Data to process:
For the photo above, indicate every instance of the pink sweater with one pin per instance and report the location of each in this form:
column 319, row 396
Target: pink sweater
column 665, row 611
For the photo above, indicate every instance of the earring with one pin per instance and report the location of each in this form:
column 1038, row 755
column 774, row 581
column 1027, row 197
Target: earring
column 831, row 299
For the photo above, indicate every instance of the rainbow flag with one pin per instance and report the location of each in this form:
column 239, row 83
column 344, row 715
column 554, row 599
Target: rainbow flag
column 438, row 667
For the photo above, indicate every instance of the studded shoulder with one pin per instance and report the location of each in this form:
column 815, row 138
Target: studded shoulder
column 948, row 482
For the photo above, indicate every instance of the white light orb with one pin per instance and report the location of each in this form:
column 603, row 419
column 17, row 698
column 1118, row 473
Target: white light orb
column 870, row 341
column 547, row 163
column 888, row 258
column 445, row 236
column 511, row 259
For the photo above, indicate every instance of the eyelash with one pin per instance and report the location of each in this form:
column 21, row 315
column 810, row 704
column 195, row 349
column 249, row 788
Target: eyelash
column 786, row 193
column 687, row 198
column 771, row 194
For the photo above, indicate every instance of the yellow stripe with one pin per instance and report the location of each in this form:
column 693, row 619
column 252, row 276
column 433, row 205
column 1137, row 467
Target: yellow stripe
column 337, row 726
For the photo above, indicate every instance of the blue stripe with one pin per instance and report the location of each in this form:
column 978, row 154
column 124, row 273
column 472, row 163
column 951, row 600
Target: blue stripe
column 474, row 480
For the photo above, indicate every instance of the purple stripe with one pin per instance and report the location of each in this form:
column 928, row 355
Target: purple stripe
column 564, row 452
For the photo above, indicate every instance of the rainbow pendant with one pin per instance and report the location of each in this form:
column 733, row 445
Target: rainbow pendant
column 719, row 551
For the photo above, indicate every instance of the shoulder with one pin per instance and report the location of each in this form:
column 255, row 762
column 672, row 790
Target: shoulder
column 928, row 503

Exercise: Search the data for the word "instance" and copy each line where it appears.

Your solution:
For the photo above, indicate every instance of the pink sweater with one pin per instance and report the location of each in this form:
For the photo above, indicate every instance of the earring with one pin per instance and report the location of each in this form:
For the photo above, indicate every instance of the rainbow flag with one pin per instance and report the location of each in this form:
For the photo above, indicate every instance of the studded shoulder with one pin per instance and report the location of each in this form:
For the photo above, indicate every instance of the white light orb with one pin per instance and report the location of each in this form:
For the photo above, indicate every instance of the eyelash with one pin per instance and report the location of each in this form:
For the photo above, indicate every instance of the yellow stripe with one pin per instance and report the location of each in this form:
For the photo above, indicate every instance of the blue stripe with one pin per instance and report the location of each in this form:
For the photo above, indicate every instance of the purple stripe with one pin per instance and report the location of each in this form:
For the photo above, indicate every instance of the rainbow pendant with one pin per instance and report the location of each in this form:
For the photo above, indicate every instance of the shoulder with one pin per instance and report the location of each in this form:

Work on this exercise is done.